Exercise objective — Please copy out all lines of the entries that contain the word "below".

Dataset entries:
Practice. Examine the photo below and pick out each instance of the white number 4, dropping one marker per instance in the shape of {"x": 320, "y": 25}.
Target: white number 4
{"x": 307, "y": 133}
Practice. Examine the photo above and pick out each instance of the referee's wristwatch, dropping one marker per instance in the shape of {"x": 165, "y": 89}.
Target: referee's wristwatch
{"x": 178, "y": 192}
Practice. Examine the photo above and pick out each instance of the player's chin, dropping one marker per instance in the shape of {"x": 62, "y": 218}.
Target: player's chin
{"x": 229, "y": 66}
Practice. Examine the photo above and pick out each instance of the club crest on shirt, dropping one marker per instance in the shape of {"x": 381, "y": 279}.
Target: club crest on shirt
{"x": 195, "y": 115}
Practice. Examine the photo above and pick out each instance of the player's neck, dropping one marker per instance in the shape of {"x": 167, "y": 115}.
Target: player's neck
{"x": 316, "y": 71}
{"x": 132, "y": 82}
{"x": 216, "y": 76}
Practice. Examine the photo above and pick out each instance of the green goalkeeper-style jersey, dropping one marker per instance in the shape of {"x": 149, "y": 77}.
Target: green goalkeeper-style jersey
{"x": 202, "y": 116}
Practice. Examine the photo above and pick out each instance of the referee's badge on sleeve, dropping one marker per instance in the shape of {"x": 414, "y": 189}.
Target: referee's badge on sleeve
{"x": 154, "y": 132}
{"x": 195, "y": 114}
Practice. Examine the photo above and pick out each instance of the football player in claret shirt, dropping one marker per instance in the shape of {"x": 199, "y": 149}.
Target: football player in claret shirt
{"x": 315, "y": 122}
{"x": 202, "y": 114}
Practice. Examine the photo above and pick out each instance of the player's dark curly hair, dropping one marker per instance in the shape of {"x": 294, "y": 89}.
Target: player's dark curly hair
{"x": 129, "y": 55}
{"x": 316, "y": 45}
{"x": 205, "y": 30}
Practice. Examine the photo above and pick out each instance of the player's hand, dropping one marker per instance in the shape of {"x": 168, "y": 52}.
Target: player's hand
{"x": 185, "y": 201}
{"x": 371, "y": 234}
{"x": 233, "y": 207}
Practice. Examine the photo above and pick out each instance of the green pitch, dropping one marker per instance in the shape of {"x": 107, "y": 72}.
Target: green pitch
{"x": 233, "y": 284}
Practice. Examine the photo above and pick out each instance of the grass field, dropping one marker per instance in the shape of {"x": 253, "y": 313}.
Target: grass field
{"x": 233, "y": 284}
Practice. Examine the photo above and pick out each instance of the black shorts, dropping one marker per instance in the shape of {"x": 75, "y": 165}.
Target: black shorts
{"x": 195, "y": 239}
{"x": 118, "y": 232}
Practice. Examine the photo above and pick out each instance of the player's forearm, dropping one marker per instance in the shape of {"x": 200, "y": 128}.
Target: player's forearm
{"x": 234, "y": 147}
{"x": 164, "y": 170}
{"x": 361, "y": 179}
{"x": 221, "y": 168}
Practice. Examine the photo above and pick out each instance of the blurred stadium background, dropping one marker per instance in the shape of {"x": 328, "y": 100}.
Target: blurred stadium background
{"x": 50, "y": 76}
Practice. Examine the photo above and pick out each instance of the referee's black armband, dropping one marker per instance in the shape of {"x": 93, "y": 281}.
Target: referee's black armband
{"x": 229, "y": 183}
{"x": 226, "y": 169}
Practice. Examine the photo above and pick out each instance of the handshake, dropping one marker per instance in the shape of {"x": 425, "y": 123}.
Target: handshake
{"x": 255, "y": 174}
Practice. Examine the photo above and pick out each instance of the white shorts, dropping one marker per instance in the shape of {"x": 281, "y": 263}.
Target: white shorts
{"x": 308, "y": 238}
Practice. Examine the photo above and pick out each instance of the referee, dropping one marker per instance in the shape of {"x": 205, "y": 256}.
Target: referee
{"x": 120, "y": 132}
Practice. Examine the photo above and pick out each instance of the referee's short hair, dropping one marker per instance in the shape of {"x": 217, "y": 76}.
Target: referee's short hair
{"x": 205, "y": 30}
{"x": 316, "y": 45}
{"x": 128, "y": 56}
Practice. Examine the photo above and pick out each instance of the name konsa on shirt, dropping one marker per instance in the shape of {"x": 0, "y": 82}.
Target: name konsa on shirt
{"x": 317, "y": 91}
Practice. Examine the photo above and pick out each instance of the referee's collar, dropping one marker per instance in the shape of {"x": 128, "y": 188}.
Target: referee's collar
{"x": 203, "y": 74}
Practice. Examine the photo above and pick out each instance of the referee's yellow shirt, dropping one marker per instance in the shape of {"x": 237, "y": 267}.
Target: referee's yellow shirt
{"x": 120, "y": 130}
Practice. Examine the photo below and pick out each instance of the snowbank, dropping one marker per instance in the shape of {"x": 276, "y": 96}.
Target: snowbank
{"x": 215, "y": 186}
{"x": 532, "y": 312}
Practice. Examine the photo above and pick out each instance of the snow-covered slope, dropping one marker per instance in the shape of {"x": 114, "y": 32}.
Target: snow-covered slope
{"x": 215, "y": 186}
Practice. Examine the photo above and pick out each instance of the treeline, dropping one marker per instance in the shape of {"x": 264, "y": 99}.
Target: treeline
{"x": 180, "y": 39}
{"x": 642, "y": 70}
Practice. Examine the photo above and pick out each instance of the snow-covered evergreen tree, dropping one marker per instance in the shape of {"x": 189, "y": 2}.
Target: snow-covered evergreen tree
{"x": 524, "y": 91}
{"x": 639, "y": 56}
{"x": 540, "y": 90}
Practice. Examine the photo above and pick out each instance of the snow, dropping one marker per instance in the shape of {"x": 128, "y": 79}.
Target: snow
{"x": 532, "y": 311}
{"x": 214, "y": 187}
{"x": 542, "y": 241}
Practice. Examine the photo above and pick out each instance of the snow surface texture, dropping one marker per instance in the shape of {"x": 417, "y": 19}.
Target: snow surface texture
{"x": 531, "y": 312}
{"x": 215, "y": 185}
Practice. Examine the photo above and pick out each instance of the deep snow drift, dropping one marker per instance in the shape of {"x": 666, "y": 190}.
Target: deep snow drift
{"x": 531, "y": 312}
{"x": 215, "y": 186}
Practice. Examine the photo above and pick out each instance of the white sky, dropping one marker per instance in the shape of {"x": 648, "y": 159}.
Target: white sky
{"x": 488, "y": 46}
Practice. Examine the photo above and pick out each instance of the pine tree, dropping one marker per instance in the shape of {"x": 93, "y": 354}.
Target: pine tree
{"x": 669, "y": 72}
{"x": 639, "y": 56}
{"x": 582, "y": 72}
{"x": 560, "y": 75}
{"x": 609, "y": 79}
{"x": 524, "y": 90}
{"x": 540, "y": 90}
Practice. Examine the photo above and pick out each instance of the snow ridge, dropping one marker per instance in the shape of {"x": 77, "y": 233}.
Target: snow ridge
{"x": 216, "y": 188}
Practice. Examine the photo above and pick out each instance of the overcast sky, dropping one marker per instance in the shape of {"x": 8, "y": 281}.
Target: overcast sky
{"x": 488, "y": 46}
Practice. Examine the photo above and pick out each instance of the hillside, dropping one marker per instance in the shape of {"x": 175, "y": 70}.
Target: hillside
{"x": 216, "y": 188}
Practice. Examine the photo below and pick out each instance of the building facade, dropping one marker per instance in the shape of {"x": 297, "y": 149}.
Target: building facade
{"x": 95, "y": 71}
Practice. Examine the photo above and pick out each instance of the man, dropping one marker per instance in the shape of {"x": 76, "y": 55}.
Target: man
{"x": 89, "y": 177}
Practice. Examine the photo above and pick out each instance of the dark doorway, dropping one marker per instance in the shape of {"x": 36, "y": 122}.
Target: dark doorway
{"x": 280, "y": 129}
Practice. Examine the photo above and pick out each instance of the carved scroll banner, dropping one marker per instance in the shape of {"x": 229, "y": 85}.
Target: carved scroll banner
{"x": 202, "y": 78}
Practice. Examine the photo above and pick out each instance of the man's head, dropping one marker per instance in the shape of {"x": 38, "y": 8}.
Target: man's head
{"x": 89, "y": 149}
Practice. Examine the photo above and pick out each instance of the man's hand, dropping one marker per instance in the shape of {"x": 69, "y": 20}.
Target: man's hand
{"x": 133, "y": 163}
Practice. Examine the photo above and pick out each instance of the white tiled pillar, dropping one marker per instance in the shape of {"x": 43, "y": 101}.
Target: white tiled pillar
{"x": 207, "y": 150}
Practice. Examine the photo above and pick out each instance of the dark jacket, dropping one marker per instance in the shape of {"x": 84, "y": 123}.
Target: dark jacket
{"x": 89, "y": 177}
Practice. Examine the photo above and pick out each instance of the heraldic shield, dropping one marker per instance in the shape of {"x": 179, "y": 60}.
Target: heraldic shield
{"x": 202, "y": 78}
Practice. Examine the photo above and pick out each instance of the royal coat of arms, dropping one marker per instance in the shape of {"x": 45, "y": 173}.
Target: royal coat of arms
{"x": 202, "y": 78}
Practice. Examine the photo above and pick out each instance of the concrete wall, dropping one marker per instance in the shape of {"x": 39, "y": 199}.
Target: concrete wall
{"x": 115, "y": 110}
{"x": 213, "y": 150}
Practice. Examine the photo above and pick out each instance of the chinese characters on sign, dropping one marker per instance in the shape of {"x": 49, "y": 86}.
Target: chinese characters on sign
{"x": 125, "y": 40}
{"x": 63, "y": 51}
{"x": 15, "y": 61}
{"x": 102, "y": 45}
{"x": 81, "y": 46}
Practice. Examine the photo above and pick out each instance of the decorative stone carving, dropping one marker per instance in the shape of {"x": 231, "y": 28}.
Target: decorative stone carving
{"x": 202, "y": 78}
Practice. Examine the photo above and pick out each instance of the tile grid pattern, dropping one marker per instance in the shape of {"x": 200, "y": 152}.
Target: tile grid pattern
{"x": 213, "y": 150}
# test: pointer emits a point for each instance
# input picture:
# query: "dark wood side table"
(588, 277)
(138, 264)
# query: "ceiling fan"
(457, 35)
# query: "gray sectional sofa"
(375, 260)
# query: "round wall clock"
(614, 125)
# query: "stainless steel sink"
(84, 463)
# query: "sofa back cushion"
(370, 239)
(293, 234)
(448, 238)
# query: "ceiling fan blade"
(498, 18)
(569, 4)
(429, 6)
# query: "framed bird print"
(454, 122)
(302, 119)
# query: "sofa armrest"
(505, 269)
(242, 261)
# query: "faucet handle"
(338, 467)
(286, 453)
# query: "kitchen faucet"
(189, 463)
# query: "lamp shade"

Answer space —
Practice. Examine the photo below and pick out each instance of the white number 4, dropping one marker per instance in the shape of {"x": 320, "y": 25}.
Practice. Examine the photo below and pick out each instance of the snowbank, dropping one marker per instance in the shape of {"x": 276, "y": 96}.
Practice. Examine the photo below and pick out each instance of the building facade, dropping one marker per instance in the shape of {"x": 297, "y": 149}.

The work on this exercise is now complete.